Reproduce the records below exactly, leaving out any pictures.
━━ Exercise materials
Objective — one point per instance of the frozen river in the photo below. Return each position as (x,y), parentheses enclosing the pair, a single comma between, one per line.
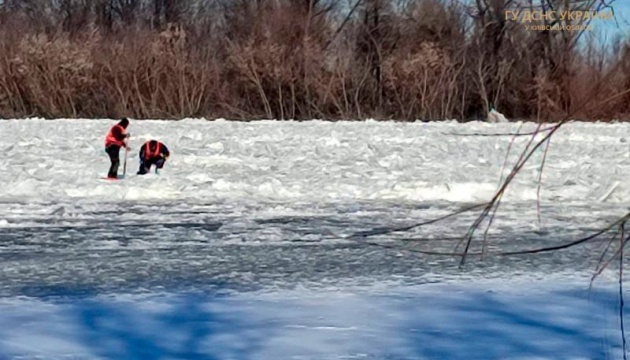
(248,245)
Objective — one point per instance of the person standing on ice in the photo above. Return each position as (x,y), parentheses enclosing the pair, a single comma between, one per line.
(155,153)
(115,139)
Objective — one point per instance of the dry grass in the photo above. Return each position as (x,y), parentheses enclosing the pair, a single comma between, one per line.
(297,60)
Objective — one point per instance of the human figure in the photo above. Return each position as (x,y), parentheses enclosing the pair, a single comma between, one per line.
(115,139)
(155,153)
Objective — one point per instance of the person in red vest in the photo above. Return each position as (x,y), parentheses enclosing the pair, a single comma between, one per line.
(155,153)
(115,139)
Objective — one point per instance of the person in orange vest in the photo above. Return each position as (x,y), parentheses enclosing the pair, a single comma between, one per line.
(155,153)
(115,139)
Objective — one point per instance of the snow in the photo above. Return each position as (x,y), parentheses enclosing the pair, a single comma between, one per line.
(53,161)
(242,247)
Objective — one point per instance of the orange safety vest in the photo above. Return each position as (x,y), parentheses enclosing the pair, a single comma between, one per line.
(110,139)
(148,154)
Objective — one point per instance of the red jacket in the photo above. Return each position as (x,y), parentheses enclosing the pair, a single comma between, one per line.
(116,136)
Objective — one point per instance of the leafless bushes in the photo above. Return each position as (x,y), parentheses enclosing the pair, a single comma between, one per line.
(288,59)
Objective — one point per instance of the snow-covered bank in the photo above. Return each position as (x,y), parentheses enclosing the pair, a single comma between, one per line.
(317,161)
(487,321)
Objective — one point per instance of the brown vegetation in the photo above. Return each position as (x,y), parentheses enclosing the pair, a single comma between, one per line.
(303,59)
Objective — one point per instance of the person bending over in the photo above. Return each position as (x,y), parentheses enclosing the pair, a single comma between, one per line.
(155,153)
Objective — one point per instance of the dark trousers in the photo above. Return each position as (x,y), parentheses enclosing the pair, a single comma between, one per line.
(113,151)
(145,164)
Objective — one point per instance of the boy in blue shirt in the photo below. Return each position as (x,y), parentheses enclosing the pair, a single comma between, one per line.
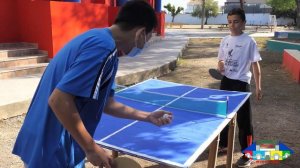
━━━━
• Answer for this exercise
Objective — one point per instance of the frozen river in the photo below. Return each position as (x,y), parentheses enclosing the pair, a single comma between, one per line.
(248,245)
Objective — one point per instance of the person standing on ice in the photo above. Return each position as (x,y), parentheses enclosing the pair, a single comma between, one per line.
(155,153)
(115,139)
Objective — one point per instance of the dry grass in the photo above. Return each position as (x,y), parentheses enclosing the pair, a single comma between, one per line.
(297,60)
Objective — one point per instance of the human figure in the photo above. Return each position as (x,y), parentheses enclosing the pair, a single comma between, one per line.
(115,139)
(155,153)
Objective — one point per instance of the person in red vest in the photo above. Return each position as (x,y), parentheses enclosing the pair, a single comma between, one per line.
(155,153)
(115,139)
Objective — one point per instance of the person in orange vest in the photo above. Return each position as (x,y), parentheses enclosing the pair, a single comma between, one per line.
(155,153)
(115,139)
Objective — one point per instance of the snow in the photo above. Return each position as (x,y), parentheses enclosing the pair, a single comma between, one per line.
(53,161)
(242,247)
Objective — one point per instance of the orange safety vest in the photo above. Return each position as (x,y), parentheses enclosing the pair, a single comma between, one per line.
(110,139)
(148,154)
Objective — one point per instance of the red jacket in the photo above. Return each position as (x,y), parentheses enclosing the pair, a single comma between, one per line.
(116,136)
Objective — one point per instance of the leafless bushes in the photo above. Return each position as (x,y), parentheses enclosing the pair, a single comma between, one per line.
(288,59)
Objective — one point per instance of the snow-covered bank in the photo above. Return each position as (x,y), parentheses enclosing the pair, a single comma between, one per line.
(317,161)
(487,321)
Objective — one point per instance of the brown vegetation in the photo above. Return each position as (x,y), parentheses enclosing the pair, a single comma between, one per line.
(303,59)
Objective — one point per instance of the person bending over in the photo above. Return each position as (x,y), parentheses enclosing the pair, a single comma between, one per line.
(155,153)
Objective — one point per instance of the dark trousers in the photo above. Return each position as (x,y), parentheses enclosing the pair, a single comma between, one per line.
(113,151)
(145,164)
Objective — one point per instance of the boy in blue shirt in the photo below. Return each position as (x,y), parentheses enclosing the pair, a single comma between, one per line.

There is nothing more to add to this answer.